## begin Data

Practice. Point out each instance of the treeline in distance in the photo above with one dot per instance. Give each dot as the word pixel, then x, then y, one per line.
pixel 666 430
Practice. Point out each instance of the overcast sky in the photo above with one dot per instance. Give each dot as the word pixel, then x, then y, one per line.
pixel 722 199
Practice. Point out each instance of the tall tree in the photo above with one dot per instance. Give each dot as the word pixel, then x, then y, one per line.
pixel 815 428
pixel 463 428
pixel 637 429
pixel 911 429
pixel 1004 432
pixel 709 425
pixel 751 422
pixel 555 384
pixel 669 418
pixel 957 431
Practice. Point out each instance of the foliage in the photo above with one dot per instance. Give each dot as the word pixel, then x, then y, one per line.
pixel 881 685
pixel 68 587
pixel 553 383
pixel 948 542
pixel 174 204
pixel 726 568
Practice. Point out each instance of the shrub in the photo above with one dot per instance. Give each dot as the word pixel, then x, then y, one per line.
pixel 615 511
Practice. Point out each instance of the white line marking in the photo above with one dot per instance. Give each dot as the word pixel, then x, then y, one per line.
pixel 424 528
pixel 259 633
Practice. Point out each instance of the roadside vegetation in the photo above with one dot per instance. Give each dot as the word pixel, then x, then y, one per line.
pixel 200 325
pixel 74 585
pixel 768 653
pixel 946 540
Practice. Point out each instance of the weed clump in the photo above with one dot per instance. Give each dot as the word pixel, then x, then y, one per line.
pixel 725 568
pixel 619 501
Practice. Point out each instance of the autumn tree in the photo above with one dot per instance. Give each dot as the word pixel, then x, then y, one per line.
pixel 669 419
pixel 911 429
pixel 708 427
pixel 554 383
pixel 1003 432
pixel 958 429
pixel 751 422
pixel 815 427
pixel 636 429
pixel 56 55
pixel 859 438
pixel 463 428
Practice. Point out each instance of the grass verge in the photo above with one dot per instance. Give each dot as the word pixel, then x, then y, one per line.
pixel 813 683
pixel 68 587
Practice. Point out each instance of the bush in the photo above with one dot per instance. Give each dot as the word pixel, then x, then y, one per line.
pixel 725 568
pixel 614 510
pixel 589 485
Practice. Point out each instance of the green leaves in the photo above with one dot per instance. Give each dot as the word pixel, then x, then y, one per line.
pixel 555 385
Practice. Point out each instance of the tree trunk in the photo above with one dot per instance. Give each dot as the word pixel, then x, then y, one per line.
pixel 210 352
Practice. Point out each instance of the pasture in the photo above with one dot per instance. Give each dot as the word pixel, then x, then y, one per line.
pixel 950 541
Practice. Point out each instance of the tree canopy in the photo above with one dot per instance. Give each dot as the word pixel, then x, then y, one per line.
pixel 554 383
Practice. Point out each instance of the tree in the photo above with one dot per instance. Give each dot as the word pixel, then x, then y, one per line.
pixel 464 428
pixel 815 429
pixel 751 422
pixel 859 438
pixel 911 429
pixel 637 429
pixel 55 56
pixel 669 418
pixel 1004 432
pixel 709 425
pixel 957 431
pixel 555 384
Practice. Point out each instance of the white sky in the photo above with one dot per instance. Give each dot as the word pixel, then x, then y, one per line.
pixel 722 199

## end Data
## begin Data

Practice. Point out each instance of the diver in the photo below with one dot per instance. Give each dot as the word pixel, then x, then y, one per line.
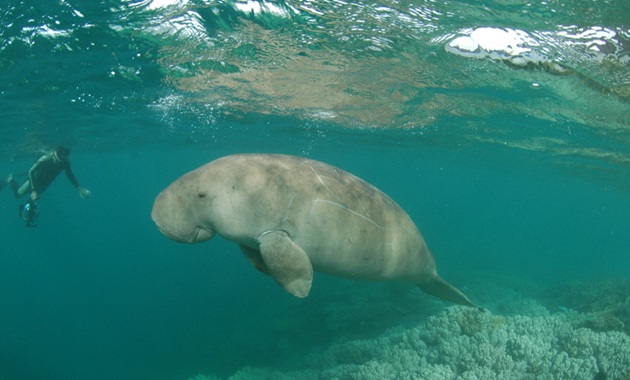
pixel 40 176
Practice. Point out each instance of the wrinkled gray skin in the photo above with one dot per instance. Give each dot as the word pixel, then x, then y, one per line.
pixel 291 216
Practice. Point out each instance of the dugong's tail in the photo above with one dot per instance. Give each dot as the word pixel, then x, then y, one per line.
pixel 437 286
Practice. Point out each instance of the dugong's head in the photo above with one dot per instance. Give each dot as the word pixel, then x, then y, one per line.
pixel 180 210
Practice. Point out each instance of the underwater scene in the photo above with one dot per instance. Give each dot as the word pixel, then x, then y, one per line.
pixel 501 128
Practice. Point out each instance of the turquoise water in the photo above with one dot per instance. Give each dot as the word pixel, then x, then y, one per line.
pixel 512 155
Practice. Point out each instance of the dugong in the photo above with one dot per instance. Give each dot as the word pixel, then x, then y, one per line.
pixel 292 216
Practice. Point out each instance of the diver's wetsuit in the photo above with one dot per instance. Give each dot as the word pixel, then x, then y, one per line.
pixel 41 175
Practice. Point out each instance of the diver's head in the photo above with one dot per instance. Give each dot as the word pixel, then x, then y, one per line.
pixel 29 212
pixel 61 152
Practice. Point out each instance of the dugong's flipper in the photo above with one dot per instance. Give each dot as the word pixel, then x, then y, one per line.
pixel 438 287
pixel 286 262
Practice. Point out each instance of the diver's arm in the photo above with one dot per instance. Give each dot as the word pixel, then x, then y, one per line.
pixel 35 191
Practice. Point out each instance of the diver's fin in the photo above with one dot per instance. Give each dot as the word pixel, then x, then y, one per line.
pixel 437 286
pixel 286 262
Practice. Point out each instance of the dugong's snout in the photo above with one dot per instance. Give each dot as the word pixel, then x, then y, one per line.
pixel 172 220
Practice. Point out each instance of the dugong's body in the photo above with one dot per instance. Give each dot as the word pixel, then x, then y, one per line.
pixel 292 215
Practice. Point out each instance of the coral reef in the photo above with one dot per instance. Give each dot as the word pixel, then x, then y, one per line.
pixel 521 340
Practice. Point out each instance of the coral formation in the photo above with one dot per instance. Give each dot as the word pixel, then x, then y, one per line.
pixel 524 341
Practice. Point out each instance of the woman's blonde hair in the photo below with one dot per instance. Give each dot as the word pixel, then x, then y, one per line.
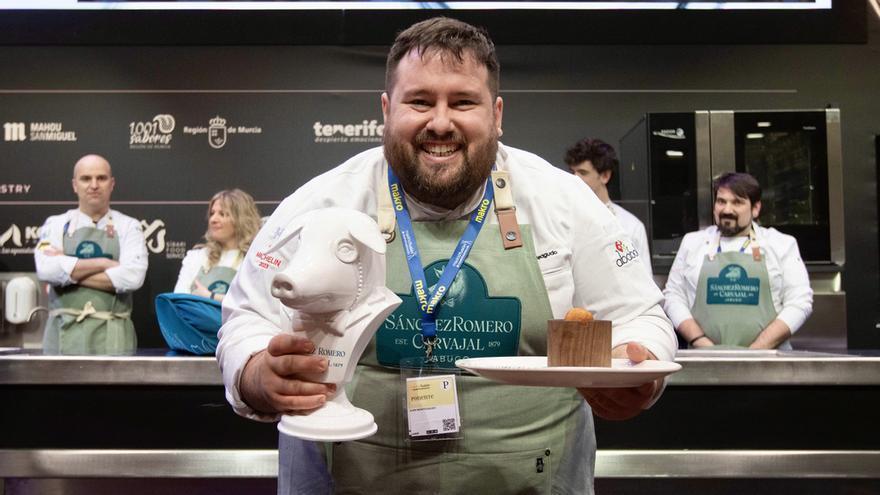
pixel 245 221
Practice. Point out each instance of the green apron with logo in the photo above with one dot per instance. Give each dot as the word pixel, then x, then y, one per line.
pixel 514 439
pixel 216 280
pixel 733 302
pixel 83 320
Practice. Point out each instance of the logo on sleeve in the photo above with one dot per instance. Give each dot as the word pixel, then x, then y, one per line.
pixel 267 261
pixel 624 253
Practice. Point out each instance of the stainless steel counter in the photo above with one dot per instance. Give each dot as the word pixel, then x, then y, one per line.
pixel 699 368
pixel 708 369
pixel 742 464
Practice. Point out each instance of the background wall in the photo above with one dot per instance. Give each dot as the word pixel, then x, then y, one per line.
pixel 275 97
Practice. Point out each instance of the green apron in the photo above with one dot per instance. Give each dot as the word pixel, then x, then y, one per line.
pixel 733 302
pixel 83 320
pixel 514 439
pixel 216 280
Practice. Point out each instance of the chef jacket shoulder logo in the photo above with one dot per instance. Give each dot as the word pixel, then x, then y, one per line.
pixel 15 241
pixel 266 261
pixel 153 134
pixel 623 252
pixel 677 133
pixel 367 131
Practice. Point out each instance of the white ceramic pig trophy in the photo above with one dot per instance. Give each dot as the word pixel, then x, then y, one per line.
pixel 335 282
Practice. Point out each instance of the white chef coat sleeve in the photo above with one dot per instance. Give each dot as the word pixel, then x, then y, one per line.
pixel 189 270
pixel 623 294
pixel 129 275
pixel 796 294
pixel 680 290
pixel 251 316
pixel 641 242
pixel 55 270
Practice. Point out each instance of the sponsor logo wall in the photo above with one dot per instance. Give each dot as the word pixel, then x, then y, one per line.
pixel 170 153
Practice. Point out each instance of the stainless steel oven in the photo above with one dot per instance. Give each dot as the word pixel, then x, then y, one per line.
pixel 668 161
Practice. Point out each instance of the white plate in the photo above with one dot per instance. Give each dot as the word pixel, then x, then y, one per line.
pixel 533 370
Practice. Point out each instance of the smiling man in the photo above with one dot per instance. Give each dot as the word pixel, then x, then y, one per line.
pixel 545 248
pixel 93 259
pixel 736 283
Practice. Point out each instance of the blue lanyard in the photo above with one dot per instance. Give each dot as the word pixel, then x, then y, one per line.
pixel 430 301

## end Data

Exercise aim:
Convert the portion of the data that opens with the line containing "Practice. Point out each instance of the white ceramic" and closes with the line containing "pixel 736 283", both lines included, into a two-column CSV with the headers input and output. Give one row for each text with its answer in the other column, quote every field, and replace line breaks with spaces.

Solution for this exercise:
input,output
"Practice. Point out each instance of the white ceramic pig trophy in the photo above with one dot per instance. Give each dot as the word pixel, then x, then y, one per line.","pixel 335 282"
"Practice. Point out each instance of the white chef coat sleeve in the photo above with one dot per instance. Give each dot as the word pixel, then x, then y, one per line.","pixel 189 270 pixel 623 294 pixel 129 275 pixel 796 294 pixel 680 290 pixel 251 316 pixel 641 242 pixel 55 270"
"Practice. Point out each instance of the sponsor logo wall in the photo above with one dot per instance. Give each dot as the word pixel, then x, then y, one per line.","pixel 170 153"
"Practice. Point out each instance of the stainless steel oven in the photo above with one dot per instance. Give each dot as the word pixel, then x, then y, one per line.","pixel 668 161"
"Practice. Point out each instance of the white plate in the photo above with one dot per instance. Give each dot as the word pixel, then x, then y, one per line.","pixel 533 370"
"Practice. Point out each instance of the smiling man in the photo above with one dot per instance. Give each dot as the word pixel, then x, then y, one per line.","pixel 545 248 pixel 93 259 pixel 736 283"